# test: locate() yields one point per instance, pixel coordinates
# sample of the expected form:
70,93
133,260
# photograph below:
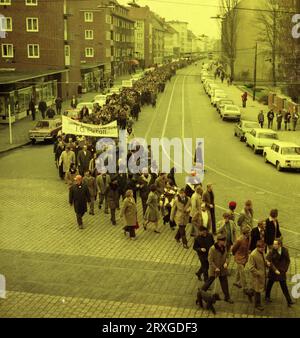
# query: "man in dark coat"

____

◆ Work request ◆
Set down the data above exactly as written. Omit the pictures.

◆ Solution to this exercise ◆
# test: locate() yields one point per instance, pixel coordinates
# sample of the expected form:
70,93
133,260
# photograph below:
# query: "man in dark coat"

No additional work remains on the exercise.